*Exercise data:*
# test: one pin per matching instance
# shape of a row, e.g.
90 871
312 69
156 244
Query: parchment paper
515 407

*What the exercise asks:* Retype all of the data exactly, so that nothing differs from what is given.

*Your solution:*
# test: one pin per matching instance
# shape of a row, e.g.
90 871
312 69
156 244
Query: parchment paper
515 407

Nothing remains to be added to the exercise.